• **Quoted passage**
[Begin]
Hamilton + DBT in 5 minutes
A quick walkthrough of using these two open source projects together
A quick walkthrough of using these two open source projects together
In this post, we’re going to show you how easy it is to run Hamilton inside a DBT task. Making use of DBT’s exciting new python API, we can blend the two frameworks seamlessly.
Hamilton is a declarative micro-framework to describe dataflows in python. For example, it’s excellent for expressing the flow of feature transformations and their connection to fitting machine learning models.
DBT is a framework for helping one to describe dataflows that are comprised of SQL, and now with their latest feature, even python!
While the two frameworks might look incompatible or even competitive at first glance, DBT and Hamilton are actually quite complementary.
DBT is best at managing SQL logic and handling materialization, while Hamilton excels at managing python transforms; some might even say that Hamilton is the “DBT for python functions”.
DBT contains its own orchestration capabilities, whereas Hamilton relies on an external framework that runs python code to execute what you’ve defined.
[End]
• **Stored records**
[Begin]
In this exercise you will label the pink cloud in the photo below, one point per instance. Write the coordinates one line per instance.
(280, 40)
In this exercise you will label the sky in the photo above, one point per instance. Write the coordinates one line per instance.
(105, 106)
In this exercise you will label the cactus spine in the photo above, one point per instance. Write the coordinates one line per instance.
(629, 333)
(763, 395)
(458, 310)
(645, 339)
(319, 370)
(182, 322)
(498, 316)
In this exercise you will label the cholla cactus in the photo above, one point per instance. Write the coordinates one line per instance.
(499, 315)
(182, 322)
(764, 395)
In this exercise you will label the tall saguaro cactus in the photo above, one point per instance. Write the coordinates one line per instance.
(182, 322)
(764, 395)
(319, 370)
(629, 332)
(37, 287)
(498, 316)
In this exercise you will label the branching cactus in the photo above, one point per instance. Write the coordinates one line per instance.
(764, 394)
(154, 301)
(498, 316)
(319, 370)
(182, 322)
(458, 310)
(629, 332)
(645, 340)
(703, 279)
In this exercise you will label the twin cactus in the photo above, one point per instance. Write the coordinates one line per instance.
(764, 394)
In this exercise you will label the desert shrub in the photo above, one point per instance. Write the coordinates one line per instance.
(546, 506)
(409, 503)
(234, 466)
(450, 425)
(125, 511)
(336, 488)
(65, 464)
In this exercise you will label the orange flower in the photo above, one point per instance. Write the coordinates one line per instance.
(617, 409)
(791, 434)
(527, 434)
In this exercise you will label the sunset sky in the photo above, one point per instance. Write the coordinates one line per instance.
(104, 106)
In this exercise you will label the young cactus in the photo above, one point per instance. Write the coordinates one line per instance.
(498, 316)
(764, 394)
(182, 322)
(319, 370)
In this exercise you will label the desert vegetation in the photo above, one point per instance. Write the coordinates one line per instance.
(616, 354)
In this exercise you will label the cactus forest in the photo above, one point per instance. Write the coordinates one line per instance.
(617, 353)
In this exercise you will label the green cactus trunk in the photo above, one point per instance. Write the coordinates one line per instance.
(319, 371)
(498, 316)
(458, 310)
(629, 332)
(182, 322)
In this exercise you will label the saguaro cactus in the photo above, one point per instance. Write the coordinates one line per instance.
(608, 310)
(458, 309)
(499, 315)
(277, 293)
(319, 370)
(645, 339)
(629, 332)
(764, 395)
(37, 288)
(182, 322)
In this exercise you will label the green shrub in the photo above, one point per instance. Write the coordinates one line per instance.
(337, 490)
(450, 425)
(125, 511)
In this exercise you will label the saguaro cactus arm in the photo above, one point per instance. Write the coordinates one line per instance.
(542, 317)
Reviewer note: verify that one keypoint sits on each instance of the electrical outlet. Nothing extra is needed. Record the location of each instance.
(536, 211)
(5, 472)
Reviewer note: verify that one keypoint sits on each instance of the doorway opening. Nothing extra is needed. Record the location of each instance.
[End]
• **Aim of the exercise**
In the Hamilton and DBT walkthrough, what does Hamilton rely on to execute what you've defined?

• **Output**
An external framework that runs python code.